Per quanto l’intelligenza artificiale possa portare numerosissimi benefici alla nostra società, ci sono alcuni suoi lati che, ancora oggi, ci mostrano anche il suo lato più cupo e sul quale è ancora necessario intervenire. Sotto la lente d’ingrandimento dei ricercatori c’è senza dubbio il problema legato alla discriminazione di genere.
Queste tecnologie, com’è noto, vengono addestrate a lungo e la mole di dati da loro immagazzinata è immensa. Non è raro, però, che tra tali dati ce ne siano molti che contribuiscono ad alimentare stereotipi e comportamenti discriminatori nei confronti delle donne.
Un ambito in cui la problematica emerge particolarmente riguarda è quello delle assunzioni lavorative. Alcune aziende, per facilitarsi il compito, affidano all’IA l’analisi dei curricula dei candidati per poter ricavare tra questi i migliori profili in base alle proprie preferenze. Il rischio è però dietro l’angolo: sono infatti molti gli algoritmi che, alla lettura dei documenti inviati, escludono automaticamente tutti quelli realizzati da donne.

——

__Compiti da svolgere__.
1. Riscrivi il brano da "Queste tecnologie, com’è" fino a "realizzati da donne.", mettendo "imprese" al posto di "aziende".
2. Traduci in inglese questa frase del brano: "Queste tecnologie, com’è noto, vengono addestrate a lungo e la mole di dati da loro immagazzinata è immensa."

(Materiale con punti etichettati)
——

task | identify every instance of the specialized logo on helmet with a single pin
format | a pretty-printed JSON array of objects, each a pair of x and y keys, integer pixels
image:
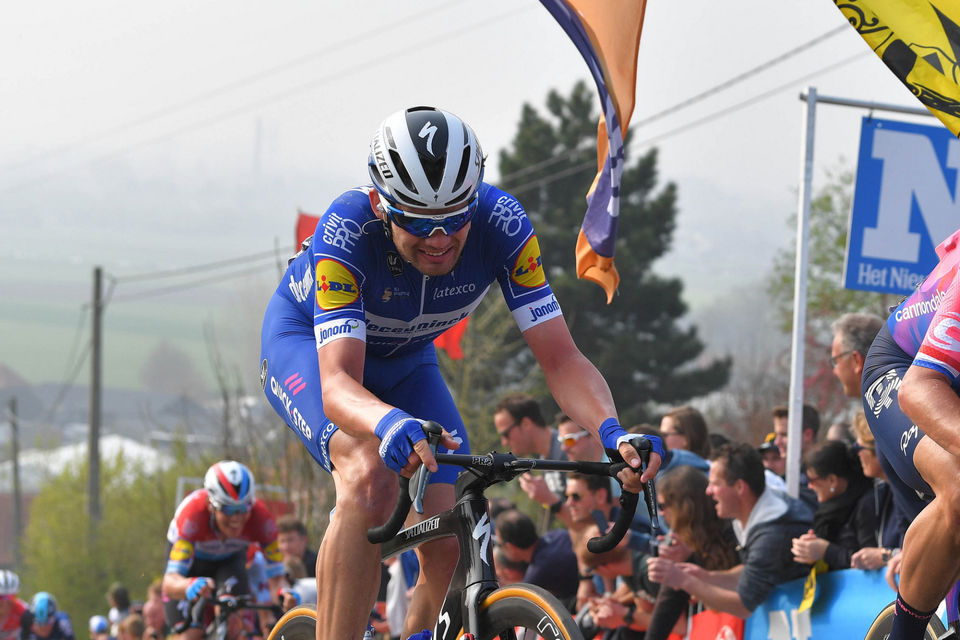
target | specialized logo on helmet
[
  {"x": 428, "y": 131},
  {"x": 394, "y": 263},
  {"x": 528, "y": 270},
  {"x": 336, "y": 286},
  {"x": 378, "y": 157}
]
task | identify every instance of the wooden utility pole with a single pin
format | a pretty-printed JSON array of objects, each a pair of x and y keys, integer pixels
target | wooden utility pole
[
  {"x": 93, "y": 441},
  {"x": 17, "y": 491}
]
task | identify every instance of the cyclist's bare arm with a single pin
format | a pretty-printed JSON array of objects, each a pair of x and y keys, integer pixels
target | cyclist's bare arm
[
  {"x": 349, "y": 405},
  {"x": 175, "y": 586},
  {"x": 927, "y": 398},
  {"x": 579, "y": 388}
]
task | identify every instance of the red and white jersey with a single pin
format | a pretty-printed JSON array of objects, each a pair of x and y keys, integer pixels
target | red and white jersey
[
  {"x": 17, "y": 624},
  {"x": 193, "y": 534}
]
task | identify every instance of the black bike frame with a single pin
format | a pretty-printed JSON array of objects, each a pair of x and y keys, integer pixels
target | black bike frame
[{"x": 468, "y": 520}]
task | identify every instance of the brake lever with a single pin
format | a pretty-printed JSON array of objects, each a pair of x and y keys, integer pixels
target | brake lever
[{"x": 422, "y": 477}]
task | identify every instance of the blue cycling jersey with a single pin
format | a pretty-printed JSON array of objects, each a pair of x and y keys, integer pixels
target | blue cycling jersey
[{"x": 350, "y": 281}]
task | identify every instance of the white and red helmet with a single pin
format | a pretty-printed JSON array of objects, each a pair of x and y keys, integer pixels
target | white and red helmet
[
  {"x": 9, "y": 583},
  {"x": 229, "y": 484}
]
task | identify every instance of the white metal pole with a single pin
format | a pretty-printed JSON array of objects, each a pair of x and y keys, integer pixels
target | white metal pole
[{"x": 795, "y": 404}]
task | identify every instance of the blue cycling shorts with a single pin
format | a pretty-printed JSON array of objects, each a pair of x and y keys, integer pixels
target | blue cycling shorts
[
  {"x": 895, "y": 434},
  {"x": 290, "y": 377}
]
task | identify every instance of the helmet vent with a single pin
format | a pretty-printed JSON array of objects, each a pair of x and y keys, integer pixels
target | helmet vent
[
  {"x": 402, "y": 171},
  {"x": 433, "y": 168}
]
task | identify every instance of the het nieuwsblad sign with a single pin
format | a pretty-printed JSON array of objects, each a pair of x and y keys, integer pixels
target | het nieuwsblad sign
[{"x": 905, "y": 203}]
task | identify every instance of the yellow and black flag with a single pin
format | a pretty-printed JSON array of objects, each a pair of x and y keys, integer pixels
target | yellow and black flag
[{"x": 919, "y": 40}]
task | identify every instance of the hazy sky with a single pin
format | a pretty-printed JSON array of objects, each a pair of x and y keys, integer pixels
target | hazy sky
[{"x": 155, "y": 136}]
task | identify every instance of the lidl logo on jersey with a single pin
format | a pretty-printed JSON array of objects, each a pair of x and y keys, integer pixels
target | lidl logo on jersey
[
  {"x": 336, "y": 286},
  {"x": 906, "y": 201},
  {"x": 182, "y": 551},
  {"x": 528, "y": 269}
]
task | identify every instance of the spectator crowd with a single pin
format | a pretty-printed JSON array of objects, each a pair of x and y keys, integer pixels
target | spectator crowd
[{"x": 729, "y": 532}]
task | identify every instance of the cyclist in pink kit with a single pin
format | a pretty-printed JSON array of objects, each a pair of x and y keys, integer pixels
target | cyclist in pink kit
[
  {"x": 208, "y": 538},
  {"x": 910, "y": 386}
]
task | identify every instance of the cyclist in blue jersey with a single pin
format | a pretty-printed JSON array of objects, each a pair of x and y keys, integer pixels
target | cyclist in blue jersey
[
  {"x": 347, "y": 354},
  {"x": 49, "y": 623},
  {"x": 911, "y": 379}
]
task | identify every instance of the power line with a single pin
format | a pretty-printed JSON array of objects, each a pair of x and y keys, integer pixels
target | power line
[
  {"x": 271, "y": 99},
  {"x": 746, "y": 103},
  {"x": 190, "y": 285},
  {"x": 167, "y": 273},
  {"x": 742, "y": 76},
  {"x": 545, "y": 180},
  {"x": 222, "y": 89}
]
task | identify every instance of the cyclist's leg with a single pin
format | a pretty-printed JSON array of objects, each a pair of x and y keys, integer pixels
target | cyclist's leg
[
  {"x": 424, "y": 394},
  {"x": 931, "y": 548},
  {"x": 438, "y": 560},
  {"x": 348, "y": 567},
  {"x": 177, "y": 611}
]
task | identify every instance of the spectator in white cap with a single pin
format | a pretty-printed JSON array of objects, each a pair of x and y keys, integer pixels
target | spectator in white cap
[{"x": 99, "y": 628}]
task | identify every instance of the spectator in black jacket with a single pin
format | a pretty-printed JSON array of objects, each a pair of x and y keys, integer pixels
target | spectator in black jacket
[
  {"x": 844, "y": 520},
  {"x": 764, "y": 520},
  {"x": 551, "y": 562},
  {"x": 293, "y": 542}
]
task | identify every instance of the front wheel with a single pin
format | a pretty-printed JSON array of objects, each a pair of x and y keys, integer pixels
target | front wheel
[
  {"x": 882, "y": 624},
  {"x": 525, "y": 612},
  {"x": 300, "y": 623}
]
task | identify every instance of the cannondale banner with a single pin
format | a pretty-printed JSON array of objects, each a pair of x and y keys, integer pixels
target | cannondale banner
[{"x": 905, "y": 203}]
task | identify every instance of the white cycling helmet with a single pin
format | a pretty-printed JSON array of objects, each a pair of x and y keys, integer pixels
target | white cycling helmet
[
  {"x": 229, "y": 484},
  {"x": 425, "y": 157},
  {"x": 9, "y": 583}
]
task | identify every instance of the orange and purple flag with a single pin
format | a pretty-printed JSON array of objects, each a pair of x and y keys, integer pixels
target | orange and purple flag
[
  {"x": 919, "y": 41},
  {"x": 607, "y": 34}
]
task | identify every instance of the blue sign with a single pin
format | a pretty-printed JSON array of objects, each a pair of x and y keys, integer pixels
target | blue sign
[{"x": 905, "y": 203}]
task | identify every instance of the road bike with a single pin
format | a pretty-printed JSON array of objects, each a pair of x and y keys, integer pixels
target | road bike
[
  {"x": 213, "y": 614},
  {"x": 476, "y": 607},
  {"x": 936, "y": 630}
]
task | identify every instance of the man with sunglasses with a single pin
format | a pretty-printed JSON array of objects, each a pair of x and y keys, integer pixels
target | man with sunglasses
[
  {"x": 347, "y": 354},
  {"x": 208, "y": 538}
]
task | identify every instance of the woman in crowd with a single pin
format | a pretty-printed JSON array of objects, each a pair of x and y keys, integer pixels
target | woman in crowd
[
  {"x": 697, "y": 536},
  {"x": 843, "y": 521},
  {"x": 889, "y": 522}
]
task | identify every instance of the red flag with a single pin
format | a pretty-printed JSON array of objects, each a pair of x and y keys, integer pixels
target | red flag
[
  {"x": 306, "y": 225},
  {"x": 607, "y": 34}
]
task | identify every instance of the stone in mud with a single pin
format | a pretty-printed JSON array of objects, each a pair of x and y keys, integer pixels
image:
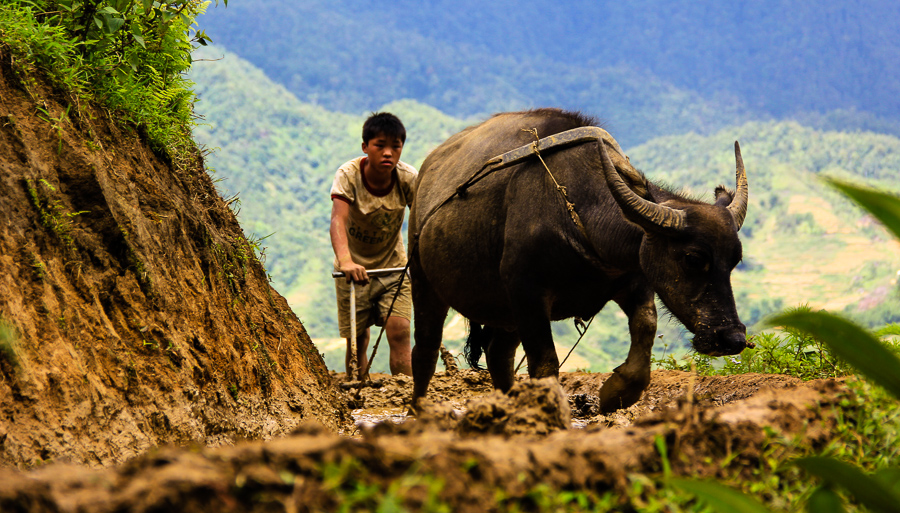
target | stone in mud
[{"x": 532, "y": 407}]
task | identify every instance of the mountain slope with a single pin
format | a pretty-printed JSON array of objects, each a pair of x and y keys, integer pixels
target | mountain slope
[
  {"x": 330, "y": 54},
  {"x": 133, "y": 312},
  {"x": 651, "y": 68},
  {"x": 282, "y": 155}
]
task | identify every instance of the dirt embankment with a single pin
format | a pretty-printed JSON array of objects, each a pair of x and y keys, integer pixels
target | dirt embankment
[
  {"x": 141, "y": 316},
  {"x": 496, "y": 449}
]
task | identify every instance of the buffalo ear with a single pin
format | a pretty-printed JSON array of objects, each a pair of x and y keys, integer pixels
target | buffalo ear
[{"x": 724, "y": 197}]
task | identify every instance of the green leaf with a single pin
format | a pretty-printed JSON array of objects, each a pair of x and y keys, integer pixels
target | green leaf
[
  {"x": 869, "y": 491},
  {"x": 825, "y": 500},
  {"x": 853, "y": 344},
  {"x": 719, "y": 497},
  {"x": 134, "y": 60},
  {"x": 890, "y": 477},
  {"x": 885, "y": 207},
  {"x": 114, "y": 24}
]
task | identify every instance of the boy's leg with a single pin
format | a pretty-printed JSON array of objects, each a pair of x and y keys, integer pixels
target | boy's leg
[
  {"x": 362, "y": 358},
  {"x": 396, "y": 327},
  {"x": 397, "y": 331}
]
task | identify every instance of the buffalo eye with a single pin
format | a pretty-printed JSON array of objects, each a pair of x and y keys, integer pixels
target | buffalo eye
[{"x": 696, "y": 262}]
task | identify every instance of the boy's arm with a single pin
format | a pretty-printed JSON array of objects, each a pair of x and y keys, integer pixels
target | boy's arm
[{"x": 340, "y": 213}]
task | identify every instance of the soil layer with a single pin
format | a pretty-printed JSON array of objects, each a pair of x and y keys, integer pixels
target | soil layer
[{"x": 136, "y": 313}]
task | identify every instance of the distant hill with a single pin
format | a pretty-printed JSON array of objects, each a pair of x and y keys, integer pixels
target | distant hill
[
  {"x": 650, "y": 67},
  {"x": 803, "y": 242}
]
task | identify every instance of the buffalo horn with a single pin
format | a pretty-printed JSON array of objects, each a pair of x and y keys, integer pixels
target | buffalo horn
[
  {"x": 638, "y": 208},
  {"x": 738, "y": 206}
]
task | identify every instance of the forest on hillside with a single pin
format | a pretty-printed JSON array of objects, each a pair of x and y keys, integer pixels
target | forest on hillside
[
  {"x": 277, "y": 155},
  {"x": 809, "y": 90}
]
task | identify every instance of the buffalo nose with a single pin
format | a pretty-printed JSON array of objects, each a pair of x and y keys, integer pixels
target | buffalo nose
[{"x": 733, "y": 341}]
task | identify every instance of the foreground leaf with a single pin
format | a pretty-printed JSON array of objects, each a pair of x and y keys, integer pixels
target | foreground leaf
[
  {"x": 853, "y": 344},
  {"x": 720, "y": 497},
  {"x": 869, "y": 491},
  {"x": 825, "y": 500}
]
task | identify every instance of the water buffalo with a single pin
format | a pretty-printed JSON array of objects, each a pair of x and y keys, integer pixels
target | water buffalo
[{"x": 506, "y": 251}]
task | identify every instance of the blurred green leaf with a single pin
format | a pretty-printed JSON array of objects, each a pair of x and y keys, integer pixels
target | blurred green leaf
[
  {"x": 890, "y": 477},
  {"x": 825, "y": 500},
  {"x": 720, "y": 497},
  {"x": 855, "y": 345},
  {"x": 885, "y": 207},
  {"x": 869, "y": 491}
]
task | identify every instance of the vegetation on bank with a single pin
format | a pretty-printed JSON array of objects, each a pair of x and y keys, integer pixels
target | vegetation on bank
[{"x": 129, "y": 56}]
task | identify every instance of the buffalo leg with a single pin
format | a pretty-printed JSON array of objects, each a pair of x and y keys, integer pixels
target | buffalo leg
[
  {"x": 501, "y": 358},
  {"x": 429, "y": 326},
  {"x": 532, "y": 318},
  {"x": 629, "y": 380}
]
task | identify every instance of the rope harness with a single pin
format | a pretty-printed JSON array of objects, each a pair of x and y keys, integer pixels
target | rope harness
[{"x": 556, "y": 142}]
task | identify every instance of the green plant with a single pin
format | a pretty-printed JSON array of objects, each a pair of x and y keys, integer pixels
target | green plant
[
  {"x": 9, "y": 342},
  {"x": 879, "y": 491},
  {"x": 790, "y": 352},
  {"x": 129, "y": 55},
  {"x": 54, "y": 214}
]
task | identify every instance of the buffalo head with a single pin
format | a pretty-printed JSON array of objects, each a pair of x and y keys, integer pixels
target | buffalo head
[{"x": 687, "y": 254}]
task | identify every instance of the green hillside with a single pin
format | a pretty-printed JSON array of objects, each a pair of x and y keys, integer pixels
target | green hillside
[
  {"x": 803, "y": 243},
  {"x": 650, "y": 67}
]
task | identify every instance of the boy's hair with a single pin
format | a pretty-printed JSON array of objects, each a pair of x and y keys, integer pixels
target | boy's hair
[{"x": 383, "y": 123}]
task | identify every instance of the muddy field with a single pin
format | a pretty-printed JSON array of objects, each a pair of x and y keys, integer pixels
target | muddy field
[{"x": 476, "y": 444}]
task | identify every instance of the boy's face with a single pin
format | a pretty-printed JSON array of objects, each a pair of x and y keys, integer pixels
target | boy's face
[{"x": 383, "y": 152}]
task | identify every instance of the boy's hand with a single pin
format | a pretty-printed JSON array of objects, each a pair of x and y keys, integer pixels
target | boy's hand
[{"x": 355, "y": 272}]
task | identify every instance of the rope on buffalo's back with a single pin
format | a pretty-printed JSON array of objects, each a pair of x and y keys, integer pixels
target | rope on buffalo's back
[{"x": 560, "y": 188}]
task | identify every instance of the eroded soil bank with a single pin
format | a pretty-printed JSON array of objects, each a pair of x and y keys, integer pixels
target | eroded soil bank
[
  {"x": 472, "y": 446},
  {"x": 135, "y": 312}
]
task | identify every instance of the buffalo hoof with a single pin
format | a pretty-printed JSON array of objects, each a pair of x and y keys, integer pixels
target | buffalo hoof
[{"x": 618, "y": 392}]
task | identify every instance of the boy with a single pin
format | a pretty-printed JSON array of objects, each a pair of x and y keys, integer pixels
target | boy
[{"x": 369, "y": 197}]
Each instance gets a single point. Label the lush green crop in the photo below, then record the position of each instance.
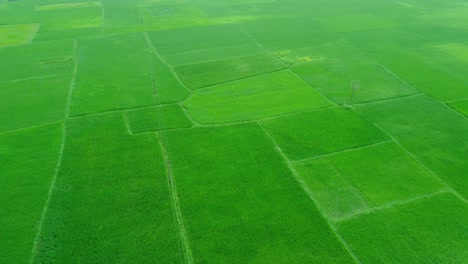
(310, 134)
(118, 181)
(334, 79)
(28, 164)
(427, 230)
(353, 181)
(157, 118)
(252, 98)
(33, 102)
(425, 128)
(233, 131)
(215, 72)
(246, 206)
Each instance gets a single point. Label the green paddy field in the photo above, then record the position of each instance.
(233, 131)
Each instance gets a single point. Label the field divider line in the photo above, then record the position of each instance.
(433, 174)
(310, 194)
(127, 123)
(182, 237)
(72, 83)
(389, 99)
(390, 205)
(49, 194)
(342, 151)
(239, 79)
(155, 52)
(29, 127)
(35, 78)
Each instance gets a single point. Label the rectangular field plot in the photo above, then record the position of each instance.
(33, 102)
(199, 44)
(157, 118)
(253, 98)
(29, 159)
(284, 34)
(215, 72)
(17, 34)
(422, 76)
(160, 16)
(72, 18)
(431, 131)
(350, 182)
(356, 22)
(460, 106)
(112, 203)
(430, 230)
(317, 53)
(320, 132)
(246, 207)
(36, 60)
(121, 78)
(334, 79)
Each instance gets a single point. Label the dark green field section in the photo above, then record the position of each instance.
(199, 44)
(29, 160)
(423, 77)
(424, 231)
(118, 181)
(285, 34)
(333, 78)
(157, 118)
(355, 181)
(317, 53)
(252, 98)
(121, 78)
(311, 134)
(247, 207)
(36, 60)
(460, 106)
(33, 102)
(215, 72)
(425, 128)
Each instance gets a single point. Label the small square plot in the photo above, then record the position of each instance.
(320, 132)
(17, 34)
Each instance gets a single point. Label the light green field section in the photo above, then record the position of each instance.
(112, 204)
(456, 50)
(422, 76)
(423, 231)
(356, 22)
(33, 102)
(431, 131)
(215, 72)
(71, 18)
(36, 60)
(460, 106)
(351, 182)
(171, 15)
(316, 53)
(199, 44)
(333, 78)
(157, 118)
(67, 6)
(443, 62)
(120, 79)
(284, 34)
(253, 98)
(412, 35)
(29, 159)
(247, 207)
(320, 132)
(17, 34)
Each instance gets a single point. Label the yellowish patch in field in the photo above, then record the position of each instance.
(67, 6)
(17, 34)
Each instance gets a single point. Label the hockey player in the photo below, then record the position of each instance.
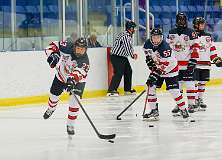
(182, 41)
(163, 65)
(72, 64)
(207, 53)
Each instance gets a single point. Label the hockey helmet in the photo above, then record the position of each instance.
(80, 46)
(196, 23)
(130, 25)
(156, 36)
(181, 20)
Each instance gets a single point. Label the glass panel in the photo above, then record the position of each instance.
(5, 25)
(52, 21)
(71, 19)
(28, 25)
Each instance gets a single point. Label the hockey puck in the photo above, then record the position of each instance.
(111, 141)
(118, 118)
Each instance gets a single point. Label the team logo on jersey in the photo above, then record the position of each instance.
(194, 35)
(172, 37)
(202, 47)
(70, 66)
(65, 58)
(178, 47)
(208, 39)
(186, 38)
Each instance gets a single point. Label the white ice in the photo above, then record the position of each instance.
(25, 135)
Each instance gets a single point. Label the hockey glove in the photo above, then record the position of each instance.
(70, 84)
(191, 66)
(150, 63)
(53, 59)
(218, 61)
(153, 77)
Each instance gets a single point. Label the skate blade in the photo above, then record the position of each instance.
(201, 109)
(70, 137)
(151, 119)
(185, 120)
(176, 114)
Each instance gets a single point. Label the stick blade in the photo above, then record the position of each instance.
(110, 136)
(118, 118)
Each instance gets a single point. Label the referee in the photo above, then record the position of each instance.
(122, 48)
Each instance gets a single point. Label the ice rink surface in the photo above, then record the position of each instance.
(25, 135)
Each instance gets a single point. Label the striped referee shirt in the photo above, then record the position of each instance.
(123, 45)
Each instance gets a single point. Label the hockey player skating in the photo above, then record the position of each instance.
(164, 67)
(72, 64)
(207, 53)
(182, 40)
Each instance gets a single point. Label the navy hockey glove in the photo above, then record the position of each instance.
(70, 84)
(150, 63)
(191, 66)
(53, 59)
(218, 61)
(153, 77)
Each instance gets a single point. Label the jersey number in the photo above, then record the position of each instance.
(167, 53)
(63, 43)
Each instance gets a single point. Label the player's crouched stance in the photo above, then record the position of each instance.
(163, 66)
(72, 64)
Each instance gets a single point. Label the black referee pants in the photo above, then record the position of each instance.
(121, 66)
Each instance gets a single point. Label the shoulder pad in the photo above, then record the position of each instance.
(65, 47)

——

__Risposte scritte__.
1.
Queste tecnologie, com’è noto, vengono addestrate a lungo e la mole di dati da loro immagazzinata è immensa. Non è raro, però, che tra tali dati ce ne siano molti che contribuiscono ad alimentare stereotipi e comportamenti discriminatori nei confronti delle donne.
Un ambito in cui la problematica emerge particolarmente riguarda è quello delle assunzioni lavorative. Alcune imprese, per facilitarsi il compito, affidano all’IA l’analisi dei curricula dei candidati per poter ricavare tra questi i migliori profili in base alle proprie preferenze. Il rischio è però dietro l’angolo: sono infatti molti gli algoritmi che, alla lettura dei documenti inviati, escludono automaticamente tutti quelli realizzati da donne.

2. As is well known, these technologies are trained for a long time, and the amount of data they store is immense.